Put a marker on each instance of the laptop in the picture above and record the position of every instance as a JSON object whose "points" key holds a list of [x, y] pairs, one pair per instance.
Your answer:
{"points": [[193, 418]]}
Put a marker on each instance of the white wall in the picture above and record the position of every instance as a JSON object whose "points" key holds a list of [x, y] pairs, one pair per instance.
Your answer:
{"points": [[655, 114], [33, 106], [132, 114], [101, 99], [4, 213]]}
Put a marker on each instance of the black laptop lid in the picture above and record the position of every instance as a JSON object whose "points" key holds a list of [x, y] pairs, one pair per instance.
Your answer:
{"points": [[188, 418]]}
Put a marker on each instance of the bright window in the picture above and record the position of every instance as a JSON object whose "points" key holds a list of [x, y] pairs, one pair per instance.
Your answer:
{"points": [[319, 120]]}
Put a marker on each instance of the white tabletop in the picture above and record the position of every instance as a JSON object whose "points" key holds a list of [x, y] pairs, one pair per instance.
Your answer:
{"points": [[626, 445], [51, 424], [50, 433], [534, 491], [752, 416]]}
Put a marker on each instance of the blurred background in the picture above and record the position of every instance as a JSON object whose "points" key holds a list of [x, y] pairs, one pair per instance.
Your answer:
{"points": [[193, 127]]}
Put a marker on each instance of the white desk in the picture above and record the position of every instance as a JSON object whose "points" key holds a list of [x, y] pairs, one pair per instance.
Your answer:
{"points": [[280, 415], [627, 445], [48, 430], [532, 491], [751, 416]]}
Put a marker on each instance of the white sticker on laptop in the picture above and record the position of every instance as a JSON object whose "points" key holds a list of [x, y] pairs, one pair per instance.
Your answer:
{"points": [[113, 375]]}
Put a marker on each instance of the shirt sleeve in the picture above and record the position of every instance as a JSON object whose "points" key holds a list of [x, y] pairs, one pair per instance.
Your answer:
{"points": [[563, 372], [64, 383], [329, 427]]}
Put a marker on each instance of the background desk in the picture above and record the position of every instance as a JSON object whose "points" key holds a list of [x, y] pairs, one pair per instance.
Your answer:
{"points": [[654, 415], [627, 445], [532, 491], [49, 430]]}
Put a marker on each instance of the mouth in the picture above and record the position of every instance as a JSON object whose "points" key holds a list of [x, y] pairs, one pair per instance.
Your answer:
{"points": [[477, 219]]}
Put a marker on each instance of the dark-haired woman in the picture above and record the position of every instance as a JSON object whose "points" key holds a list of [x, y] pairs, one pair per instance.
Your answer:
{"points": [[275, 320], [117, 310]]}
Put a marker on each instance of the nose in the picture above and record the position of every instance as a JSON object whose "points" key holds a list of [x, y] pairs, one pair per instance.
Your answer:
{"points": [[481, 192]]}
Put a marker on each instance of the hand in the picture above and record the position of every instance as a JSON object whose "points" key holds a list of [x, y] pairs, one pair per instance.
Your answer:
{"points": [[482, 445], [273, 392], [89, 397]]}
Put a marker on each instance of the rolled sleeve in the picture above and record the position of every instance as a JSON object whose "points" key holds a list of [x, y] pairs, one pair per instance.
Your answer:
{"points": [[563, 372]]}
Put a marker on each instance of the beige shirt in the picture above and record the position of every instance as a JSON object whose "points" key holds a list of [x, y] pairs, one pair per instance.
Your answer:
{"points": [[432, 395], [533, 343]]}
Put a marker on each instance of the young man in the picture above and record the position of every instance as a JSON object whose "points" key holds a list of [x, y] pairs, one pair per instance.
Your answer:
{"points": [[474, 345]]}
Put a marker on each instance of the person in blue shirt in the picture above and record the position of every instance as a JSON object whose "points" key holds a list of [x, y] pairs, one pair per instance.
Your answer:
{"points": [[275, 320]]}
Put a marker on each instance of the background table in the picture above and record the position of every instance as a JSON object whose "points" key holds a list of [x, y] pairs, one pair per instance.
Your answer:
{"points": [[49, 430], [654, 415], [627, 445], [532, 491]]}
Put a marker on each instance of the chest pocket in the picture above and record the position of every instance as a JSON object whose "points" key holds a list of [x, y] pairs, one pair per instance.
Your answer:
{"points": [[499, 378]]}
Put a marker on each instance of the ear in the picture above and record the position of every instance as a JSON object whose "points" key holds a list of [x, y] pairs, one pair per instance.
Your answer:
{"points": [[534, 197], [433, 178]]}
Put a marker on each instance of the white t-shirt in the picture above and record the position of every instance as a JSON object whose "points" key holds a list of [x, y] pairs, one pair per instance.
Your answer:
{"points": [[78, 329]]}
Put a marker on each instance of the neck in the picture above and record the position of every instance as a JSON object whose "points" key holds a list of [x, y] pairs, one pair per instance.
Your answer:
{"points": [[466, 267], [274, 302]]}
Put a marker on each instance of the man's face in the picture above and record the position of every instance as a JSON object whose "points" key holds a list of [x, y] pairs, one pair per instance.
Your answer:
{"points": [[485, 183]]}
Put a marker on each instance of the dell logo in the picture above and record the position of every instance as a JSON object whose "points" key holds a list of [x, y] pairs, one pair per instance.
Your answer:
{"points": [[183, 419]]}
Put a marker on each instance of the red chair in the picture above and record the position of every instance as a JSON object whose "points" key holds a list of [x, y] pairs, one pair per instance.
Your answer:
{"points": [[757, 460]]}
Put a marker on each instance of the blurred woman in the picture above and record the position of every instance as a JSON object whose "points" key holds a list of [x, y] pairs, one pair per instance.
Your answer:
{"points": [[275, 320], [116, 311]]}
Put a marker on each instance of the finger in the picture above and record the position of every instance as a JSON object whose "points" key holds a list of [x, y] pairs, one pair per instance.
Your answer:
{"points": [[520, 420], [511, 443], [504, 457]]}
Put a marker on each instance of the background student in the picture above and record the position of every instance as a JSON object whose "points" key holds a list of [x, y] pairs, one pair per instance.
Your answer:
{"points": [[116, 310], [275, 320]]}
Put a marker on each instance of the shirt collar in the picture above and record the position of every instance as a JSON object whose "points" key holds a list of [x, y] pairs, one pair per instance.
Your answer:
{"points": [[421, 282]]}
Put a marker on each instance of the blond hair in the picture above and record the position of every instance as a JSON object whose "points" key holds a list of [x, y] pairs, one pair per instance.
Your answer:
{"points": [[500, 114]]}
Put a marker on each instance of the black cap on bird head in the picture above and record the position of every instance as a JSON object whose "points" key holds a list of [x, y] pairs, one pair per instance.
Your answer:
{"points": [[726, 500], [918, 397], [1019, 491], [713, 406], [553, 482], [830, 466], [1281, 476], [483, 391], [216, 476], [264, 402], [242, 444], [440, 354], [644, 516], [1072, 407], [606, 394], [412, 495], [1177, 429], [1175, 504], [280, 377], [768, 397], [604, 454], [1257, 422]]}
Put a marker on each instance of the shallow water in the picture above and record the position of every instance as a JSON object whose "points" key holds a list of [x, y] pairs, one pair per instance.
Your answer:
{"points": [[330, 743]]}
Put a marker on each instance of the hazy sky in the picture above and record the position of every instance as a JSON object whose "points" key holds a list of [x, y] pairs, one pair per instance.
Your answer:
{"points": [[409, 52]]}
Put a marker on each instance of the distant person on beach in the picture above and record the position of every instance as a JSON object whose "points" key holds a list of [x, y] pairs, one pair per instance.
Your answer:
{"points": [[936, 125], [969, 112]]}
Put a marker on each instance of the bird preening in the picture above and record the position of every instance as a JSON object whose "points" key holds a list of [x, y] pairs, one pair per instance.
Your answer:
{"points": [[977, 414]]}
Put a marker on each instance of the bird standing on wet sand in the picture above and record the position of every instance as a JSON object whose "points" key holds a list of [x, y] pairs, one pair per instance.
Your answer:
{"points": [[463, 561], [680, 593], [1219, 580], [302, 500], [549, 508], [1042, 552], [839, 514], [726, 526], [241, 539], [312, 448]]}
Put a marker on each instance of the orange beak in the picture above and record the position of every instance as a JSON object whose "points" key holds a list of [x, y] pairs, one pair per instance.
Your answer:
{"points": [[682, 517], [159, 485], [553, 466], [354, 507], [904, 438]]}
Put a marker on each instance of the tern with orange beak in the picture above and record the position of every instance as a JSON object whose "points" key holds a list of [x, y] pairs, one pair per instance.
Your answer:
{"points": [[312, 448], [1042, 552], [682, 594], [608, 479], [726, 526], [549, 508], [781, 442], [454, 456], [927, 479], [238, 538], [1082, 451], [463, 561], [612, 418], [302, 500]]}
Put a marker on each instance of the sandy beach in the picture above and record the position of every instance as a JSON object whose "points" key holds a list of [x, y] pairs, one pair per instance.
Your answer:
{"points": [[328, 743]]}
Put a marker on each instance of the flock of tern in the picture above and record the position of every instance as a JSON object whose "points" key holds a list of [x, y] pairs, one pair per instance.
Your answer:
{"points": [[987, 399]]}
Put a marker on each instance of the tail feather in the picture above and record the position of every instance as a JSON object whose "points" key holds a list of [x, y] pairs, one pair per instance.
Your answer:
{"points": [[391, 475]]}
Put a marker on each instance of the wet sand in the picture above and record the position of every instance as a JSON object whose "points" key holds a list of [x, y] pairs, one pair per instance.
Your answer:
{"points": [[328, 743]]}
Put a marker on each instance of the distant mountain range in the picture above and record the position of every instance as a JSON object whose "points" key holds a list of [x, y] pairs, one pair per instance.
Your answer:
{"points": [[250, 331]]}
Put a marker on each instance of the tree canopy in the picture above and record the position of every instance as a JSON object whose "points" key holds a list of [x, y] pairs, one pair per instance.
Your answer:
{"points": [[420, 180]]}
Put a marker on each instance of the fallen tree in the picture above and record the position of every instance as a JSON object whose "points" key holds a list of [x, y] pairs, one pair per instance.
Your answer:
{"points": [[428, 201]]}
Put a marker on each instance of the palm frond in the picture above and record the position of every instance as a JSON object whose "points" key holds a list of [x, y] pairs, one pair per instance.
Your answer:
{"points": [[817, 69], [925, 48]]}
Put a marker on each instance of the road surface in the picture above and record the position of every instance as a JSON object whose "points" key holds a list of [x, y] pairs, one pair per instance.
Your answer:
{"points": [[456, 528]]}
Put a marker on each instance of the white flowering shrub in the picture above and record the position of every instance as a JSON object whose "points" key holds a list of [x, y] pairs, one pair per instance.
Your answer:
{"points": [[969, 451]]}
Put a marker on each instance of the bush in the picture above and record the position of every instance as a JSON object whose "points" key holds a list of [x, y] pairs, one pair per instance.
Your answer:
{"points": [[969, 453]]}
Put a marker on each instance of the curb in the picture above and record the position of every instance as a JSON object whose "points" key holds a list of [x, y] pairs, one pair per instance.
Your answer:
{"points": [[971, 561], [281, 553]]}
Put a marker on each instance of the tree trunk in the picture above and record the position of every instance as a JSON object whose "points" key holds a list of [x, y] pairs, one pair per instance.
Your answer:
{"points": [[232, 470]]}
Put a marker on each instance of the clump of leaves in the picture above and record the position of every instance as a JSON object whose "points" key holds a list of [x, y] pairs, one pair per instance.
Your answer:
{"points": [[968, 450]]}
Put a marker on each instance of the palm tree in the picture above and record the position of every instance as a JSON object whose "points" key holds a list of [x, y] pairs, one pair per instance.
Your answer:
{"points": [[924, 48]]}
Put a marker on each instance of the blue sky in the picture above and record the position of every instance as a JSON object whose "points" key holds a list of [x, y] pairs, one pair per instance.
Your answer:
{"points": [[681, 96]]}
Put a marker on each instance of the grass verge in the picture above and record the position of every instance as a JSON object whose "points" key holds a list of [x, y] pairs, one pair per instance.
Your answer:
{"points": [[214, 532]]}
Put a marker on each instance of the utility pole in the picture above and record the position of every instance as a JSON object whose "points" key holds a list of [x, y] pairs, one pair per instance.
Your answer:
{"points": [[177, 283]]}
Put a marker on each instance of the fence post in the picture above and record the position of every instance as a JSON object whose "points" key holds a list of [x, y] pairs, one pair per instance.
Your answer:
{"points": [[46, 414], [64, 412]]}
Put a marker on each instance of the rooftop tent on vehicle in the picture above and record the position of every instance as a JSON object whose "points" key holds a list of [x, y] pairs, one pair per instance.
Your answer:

----------------

§ TRY IT
Your answer should consist of each line above in which "blue" appears.

§ RESULT
Put a marker on each instance of the person in blue shirt in the picture above and record the position of every instance as a JSON object whose "points" key holds a list of [x, y] pairs, one pair per instance.
Put a marker on each instance of the blue sky in the picture above and record the position of every instance as a JSON object whose "points" key holds a list of [x, y] pairs, one pair per instance.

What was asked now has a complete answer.